#### [実施タスク]
[A] 抜粋本文では、キッチンは家の中でどのような場所だとされているか答えてください。
[B] 抜粋本文のうち、「キッチンは、家の中でも汚れや」から「ひチェックしてみてください。」までの部分を一字一句そのまま書き写してください。
[C] 抜粋本文によると、キッチンをこまめに掃除している人が多いと考えられるのはなぜですか。1〜3文で説明してください。

キッチンは、家の中でも汚れやすい場所のひとつです。特に、調理や洗い物のたびに使用するシンクでは、排水口に汚れが蓄積しやすく、掃除が大変だと感じる方が多いのではないでしょうか。このコラムでは、キッチンの排水口に発生する汚れを簡単に落とす方法や、掃除の際の注意点などをお伝えします。掃除の頻度をできるだけ抑えることができる、排水口をきれいに保つコツも紹介しますので、ぜひチェックしてみてください。
キッチンの排水口が汚れる原因
キッチンは、使用するたびに汚れが溜まっていくため、こまめに掃除している方が多いのではないでしょうか。特にシンク内の排水口は、日常的に使っているだけでさまざまな汚れが発生します。まずは、キッチンの排水口が汚れる原因をご紹介しましょう。

#### [データブロック]
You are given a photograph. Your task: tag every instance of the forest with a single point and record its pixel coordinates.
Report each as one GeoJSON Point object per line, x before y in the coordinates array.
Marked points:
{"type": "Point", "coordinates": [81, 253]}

#### [想定回答]
[A] 汚れやすい場所のひとつです。

[B]
キッチンは、家の中でも汚れやすい場所のひとつです。特に、調理や洗い物のたびに使用するシンクでは、排水口に汚れが蓄積しやすく、掃除が大変だと感じる方が多いのではないでしょうか。このコラムでは、キッチンの排水口に発生する汚れを簡単に落とす方法や、掃除の際の注意点などをお伝えします。掃除の頻度をできるだけ抑えることができる、排水口をきれいに保つコツも紹介しますので、ぜひチェックしてみてください。

[C] キッチンは使用するたびに汚れが溜まっていくためです。